◆ WHAT YOU NEED TO DO
1. In the patent claims, what happens to the new term when the similarity score of the disjunction with maximum similarity falls below the threshold?
2. Quote the patent claims from "building a proximity model for the new" to "as the similarity score for the disjunction.".

◆ DOCUMENT PASSAGE
3. The method of claim 1 , further comprising, by the processor:

building a proximity model for the new term based on the corpus, wherein the proximity model is based on terms in the corpus that are in proximity to the new term;

determining a similarity score for each disjunction in the query, the similarity score indicating the similarity of the new term to the disjunction; and

identifying the disjunction having a maximum similarity to the new term.

4. The method of claim 3, wherein determining a similarity score for each disjunction in the query comprises, by the processor: computing a similarity measure of the proximity model of the new term and a proximity mode! of each term already included in the disjunction;

identifying the highest similarity measure computed across all terms of the disjunction; and

using the highest similarity measure as the similarity score for the disjunction.

5. The method of claim 3, wherein determining a similarity score for each disjunction in the query comprises, by the processor:

building a proximity model for the entire disjunction by merging all the terms in the disjunction together;

computing a similarity measure by comparing the proximity model of the new term and the proximity model of the entire disjunction to determine the similarity score for the disjunction.

6. The method of claim 3, further comprising, by the processor:

comparing the similarity score of the disjunction having the maximum similarity with a threshold;

placing the new term into a new disjunction when the similarity score of the disjunction having the maximum similarity to the new term is less than the threshold; and

adding the new term to the disjunction having the maximum similarity to the new term when the similarity score is greater than the threshold.

7. The method of claim 6, further comprising, by the processor:

receiving, via a graphical user interface (GUI), an indication that the disjunction location of the new term is improper; and

automatically determining whether to place the new term into a new disjunction of the query or whether to add the new term to an existing disjunction while excluding the improper disjunction location of the new term.

8. The method of claim 7, further comprising, by the processor: disabling a disjunction of the query the GUI; and

enabling a disjunction of the query via the GUI.

◆ DATASET EXCERPTS
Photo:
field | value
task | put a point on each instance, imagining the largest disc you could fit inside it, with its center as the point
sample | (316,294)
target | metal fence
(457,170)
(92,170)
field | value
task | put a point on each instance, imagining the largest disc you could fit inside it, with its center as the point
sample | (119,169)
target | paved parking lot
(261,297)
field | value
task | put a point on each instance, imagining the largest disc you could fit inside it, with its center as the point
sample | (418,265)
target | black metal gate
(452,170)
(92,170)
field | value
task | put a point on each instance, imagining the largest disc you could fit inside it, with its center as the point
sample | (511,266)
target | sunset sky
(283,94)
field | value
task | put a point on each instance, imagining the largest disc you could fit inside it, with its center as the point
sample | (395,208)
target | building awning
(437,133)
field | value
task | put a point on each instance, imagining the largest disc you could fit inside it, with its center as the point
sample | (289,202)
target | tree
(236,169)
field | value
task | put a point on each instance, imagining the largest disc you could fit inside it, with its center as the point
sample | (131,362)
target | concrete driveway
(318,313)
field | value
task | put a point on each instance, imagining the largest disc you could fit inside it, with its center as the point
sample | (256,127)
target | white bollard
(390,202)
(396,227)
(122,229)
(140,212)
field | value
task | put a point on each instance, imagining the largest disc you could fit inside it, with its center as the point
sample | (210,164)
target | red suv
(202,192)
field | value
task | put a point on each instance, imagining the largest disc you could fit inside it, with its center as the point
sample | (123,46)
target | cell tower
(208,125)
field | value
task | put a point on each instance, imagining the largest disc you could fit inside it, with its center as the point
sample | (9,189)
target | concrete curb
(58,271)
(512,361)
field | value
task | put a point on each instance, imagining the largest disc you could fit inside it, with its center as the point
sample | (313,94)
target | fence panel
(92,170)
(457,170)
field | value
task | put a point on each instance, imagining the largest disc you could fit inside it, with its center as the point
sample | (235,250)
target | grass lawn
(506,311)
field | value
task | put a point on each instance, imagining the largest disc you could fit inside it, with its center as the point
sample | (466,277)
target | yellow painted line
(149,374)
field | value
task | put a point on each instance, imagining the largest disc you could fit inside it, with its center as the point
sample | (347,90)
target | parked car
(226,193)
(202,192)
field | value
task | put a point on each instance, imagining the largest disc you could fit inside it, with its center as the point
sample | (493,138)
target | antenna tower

◆ THE SOLUTIONS
1. It is placed into a new disjunction.

2.
building a proximity model for the new term based on the corpus, wherein the proximity model is based on terms in the corpus that are in proximity to the new term;

determining a similarity score for each disjunction in the query, the similarity score indicating the similarity of the new term to the disjunction; and

identifying the disjunction having a maximum similarity to the new term.

4. The method of claim 3, wherein determining a similarity score for each disjunction in the query comprises, by the processor: computing a similarity measure of the proximity model of the new term and a proximity mode! of each term already included in the disjunction;

identifying the highest similarity measure computed across all terms of the disjunction; and

using the highest similarity measure as the similarity score for the disjunction.